## SUPPLIED PASSAGE
▬▬▬

Multi-Process Architecture (Python)
HORUS topics work transparently across process boundaries. Two Python processes that use the same topic name connect to the same shared memory region automatically. No broker, no configuration file, no registration step.
# process_a.py — publisher
import horus
def publish_tick(node):
node.send("sensor.temp", {"celsius": 22.5, "location": "motor_1"})
node = horus.Node("temp_pub", pubs=["sensor.temp"], tick=publish_tick, rate=10)
horus.run(node)
# process_b.py — subscriber (separate terminal)
import horus
def monitor_tick(node):
if node.has_msg("sensor.temp"):
data = node.recv("sensor.temp")
print(f"Temperature: {data['celsius']}C at {data['location']}")
node = horus.Node("temp_mon", subs=["sensor.temp"], tick=monitor_tick, rate=10)
horus.run(node)
Run each in its own terminal. They discover each other through shared memory -- no coordination needed.

▬▬▬

## SOURCE EXCERPT
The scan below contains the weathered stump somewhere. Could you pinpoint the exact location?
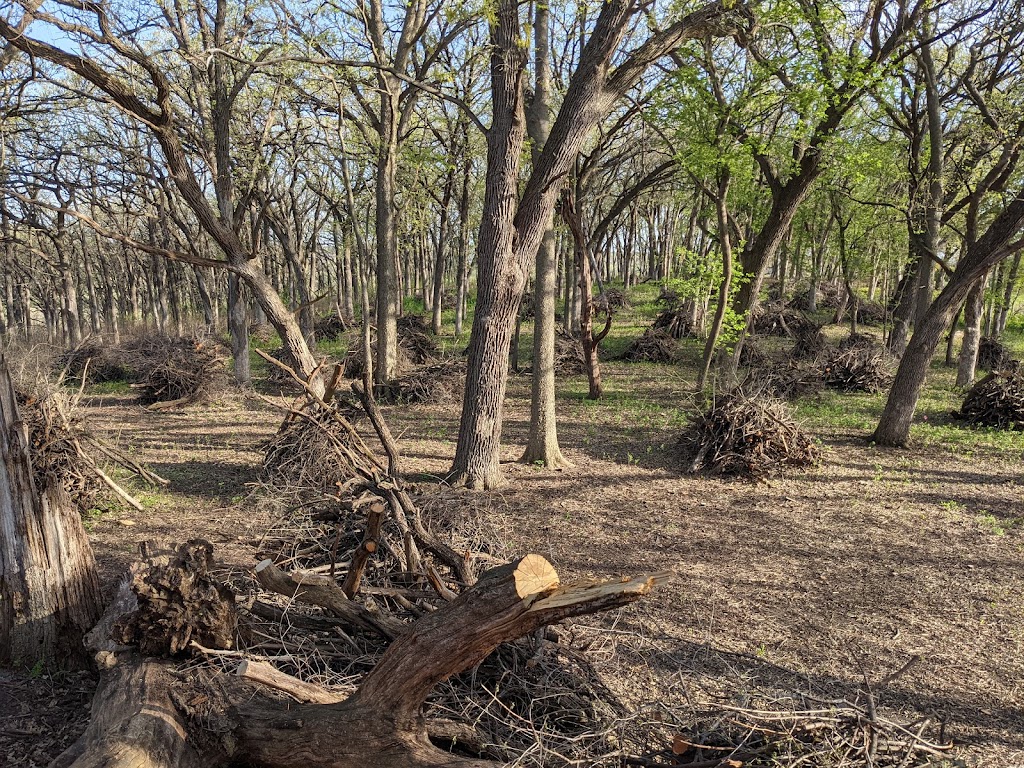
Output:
[0,354,101,668]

▬▬▬

## STATED TASK
Quote the stretch of the multi-process architecture text above from "# process_b.py —" through "no coordination needed.".

## COMPLETE ANSWER
# process_b.py — subscriber (separate terminal)
import horus
def monitor_tick(node):
if node.has_msg("sensor.temp"):
data = node.recv("sensor.temp")
print(f"Temperature: {data['celsius']}C at {data['location']}")
node = horus.Node("temp_mon", subs=["sensor.temp"], tick=monitor_tick, rate=10)
horus.run(node)
Run each in its own terminal. They discover each other through shared memory -- no coordination needed.